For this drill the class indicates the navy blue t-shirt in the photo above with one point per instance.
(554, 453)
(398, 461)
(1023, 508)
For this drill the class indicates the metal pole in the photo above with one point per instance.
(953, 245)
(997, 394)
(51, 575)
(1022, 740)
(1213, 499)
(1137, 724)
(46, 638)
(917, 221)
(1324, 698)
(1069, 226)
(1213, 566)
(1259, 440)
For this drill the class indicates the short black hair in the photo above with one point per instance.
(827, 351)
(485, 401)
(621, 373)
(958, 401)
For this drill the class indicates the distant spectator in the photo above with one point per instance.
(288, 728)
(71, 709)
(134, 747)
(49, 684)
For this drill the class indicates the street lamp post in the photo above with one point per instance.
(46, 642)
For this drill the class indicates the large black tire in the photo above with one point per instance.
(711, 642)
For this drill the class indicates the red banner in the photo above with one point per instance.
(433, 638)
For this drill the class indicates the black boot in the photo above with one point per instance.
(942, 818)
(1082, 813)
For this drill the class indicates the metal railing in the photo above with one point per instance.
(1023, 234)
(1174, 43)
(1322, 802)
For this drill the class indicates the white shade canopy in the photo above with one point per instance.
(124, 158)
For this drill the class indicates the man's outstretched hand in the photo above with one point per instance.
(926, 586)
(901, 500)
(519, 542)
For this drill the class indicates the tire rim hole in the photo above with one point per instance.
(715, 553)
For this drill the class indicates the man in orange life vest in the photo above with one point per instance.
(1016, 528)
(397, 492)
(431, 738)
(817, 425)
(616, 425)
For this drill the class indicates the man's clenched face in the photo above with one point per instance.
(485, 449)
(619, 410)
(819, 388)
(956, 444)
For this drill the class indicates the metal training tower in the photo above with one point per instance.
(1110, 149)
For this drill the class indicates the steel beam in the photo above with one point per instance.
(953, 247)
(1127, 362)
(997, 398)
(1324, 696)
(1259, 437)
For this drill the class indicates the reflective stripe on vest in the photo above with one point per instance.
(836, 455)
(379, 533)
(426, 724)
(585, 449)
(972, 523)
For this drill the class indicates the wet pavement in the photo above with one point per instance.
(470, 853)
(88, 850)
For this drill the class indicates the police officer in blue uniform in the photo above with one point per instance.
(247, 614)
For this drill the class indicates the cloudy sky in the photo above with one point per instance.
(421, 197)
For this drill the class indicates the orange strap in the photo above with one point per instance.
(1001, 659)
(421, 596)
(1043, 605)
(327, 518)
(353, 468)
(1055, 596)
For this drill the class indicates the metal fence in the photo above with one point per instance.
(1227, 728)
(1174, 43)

*STATED PROBLEM*.
Revise the part of the entries that opens with the line containing "For this drill the class indicates the metal training" and closes at the end of the entries, replacing "drill" with "exercise" and leaving all else unchanged.

*ANSWER*.
For this exercise the class indicates the metal training tower in the photo above with one point per instance.
(1110, 149)
For this exercise the class indicates the steel beam in the photo above with one point per instance.
(953, 247)
(1127, 362)
(997, 398)
(1324, 696)
(1259, 437)
For this exercise the class indicates the reflective stripe on vest in the photo above with one point per instance.
(836, 455)
(379, 533)
(426, 724)
(585, 449)
(972, 523)
For this exercise the class indicates the wet pavement in the photo above with one point per instance.
(470, 853)
(88, 850)
For this exercise the class indicates the police officer in blue uniform in the photo above with one point per instance.
(247, 614)
For this exercise the class indicates the cloudy sky in the photo above with one point per instance.
(421, 197)
For this exercise the class indicates the orange strap in the photo above with one point per instance.
(1001, 659)
(421, 596)
(1043, 605)
(327, 518)
(353, 468)
(1055, 596)
For this exercise the class indicates the metal fence in the photo above with one point per instance.
(1227, 728)
(1174, 43)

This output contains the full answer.